#### Tasks for this exercise
1 - Answer these questions from the Medicaid block grant text:
(a) On what date did CMS announce the Healthy Adult Opportunity Initiative?
(b) Who is named as the NCUIH Executive Director?
(c) Under an aggregate cap, what could a state receive if its Medicaid spending falls below the limit?
2 - Extend the Medicaid block grant text, picking up after its final sentence.

___ Text section

Washington, DC (January 31, 2020) – On January 30, 2020, the Centers for Medicare and Medicaid Services (CMS) announced the Healthy Adult Opportunity Initiative (HAO), a guideline for states to convert Medicaid funding into block grants – effectively establishing a cap on federal funding on Medicaid. The letter, sent to state Medicaid directors, provides guidance for states seeking to carry out demonstration projects under section 1115 of the Social Security Act to include either an aggregate or per-capita cap financing model in their state Medicaid programs – in contrast to the current open-ended financing system that provides for unlimited (i.e. does not cap) federal matching funds for all state spending under Medicaid’s federal rules.
“NCUIH is extremely concerned with the CMS guidance that is completely against the intent of Congress. This harmful guidance paves the way to restrict Medicaid in ways that would violate the United States trust obligation to provide health care services to American Indian and Alaska Natives. Urban Indians face many barriers with chronic underfunding of the Indian health care system and we are disappointed to see yet another obstacle for Native people who need health care. By establishing a cap on spending for essential services, this proposal will have negative impacts on our urban Indian organizations (UIOs) and could result in significantly reduced services. We urge CMS to reconsider this guidance and follow the intent of Congress to ensure that Medicaid funds continue to flow into all Indian Health Care Providers, including UIOs,” said NCUIH Executive Director Francys Crevier.
By tying Medicaid spending to a set cap, states would be incentivized to limit Medicaid spending or assume risk for Medicaid costs that exceed the annual cap. In addition, if a state imposes an aggregate cap, if the state’s spending on Medicaid falls below the limit, it could receive a portion of the “savings” – or the amount below the spending cap the state’s actual expenditures were. Because services provided at UIOs are not reimbursed to the state by the federal government at 100% (the Federal Medical Assistance Percentage or FMAP), UIOs already receive lower Medicaid reimbursements than the other components of the I/T/U system. Under CMS’s guidance proposed yesterday, Medicaid spending for services provided to AI/ANs at UIOs will be included in calculating spending caps. It is essential that the Medicaid program continue to be a vital lifeline for AI/ANs.

______
___ Provided data

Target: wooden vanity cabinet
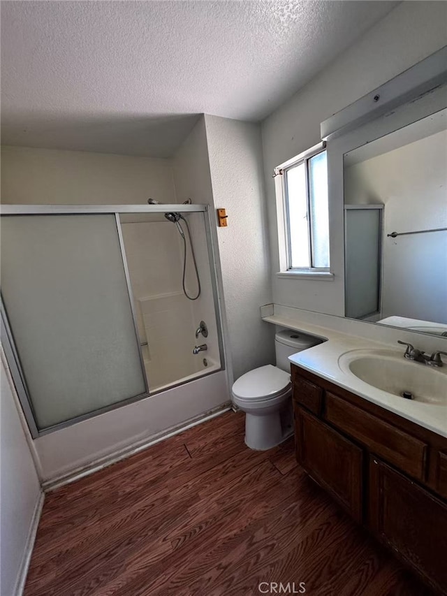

______

#### Solved problems
1 -
(a) January 30, 2020
(b) Francys Crevier
(c) A portion of the "savings," meaning the amount by which its actual expenditures fell below the spending cap

2 -
Medicaid is a critically important resource for American Indians and Alaska Natives and Indian Health Care Providers. Imposing barriers to access to health care, like reducing Medicaid covered individuals and services would impose a significant financial burden on an already severely underfunded Indian health system. Any state plans that reduce the Medicaid funds that flow into the I/T/U system would further strain the Indian health care system.
UIOs depend on every dollar of limited federal funding, including third-party reimbursements from Medicaid, to provide high quality, culturally competent services to their AI/AN patients. Restricting these funds would violate the U.S. obligation to provide health care to AI/ANs. NCUIH calls on CMS to ensure states do not impose limitations on their Medicaid programs that would result in decreased funding available to UIOs and the I/T/U system.
NCUIH will continue to monitor updates and provide further information as it becomes available.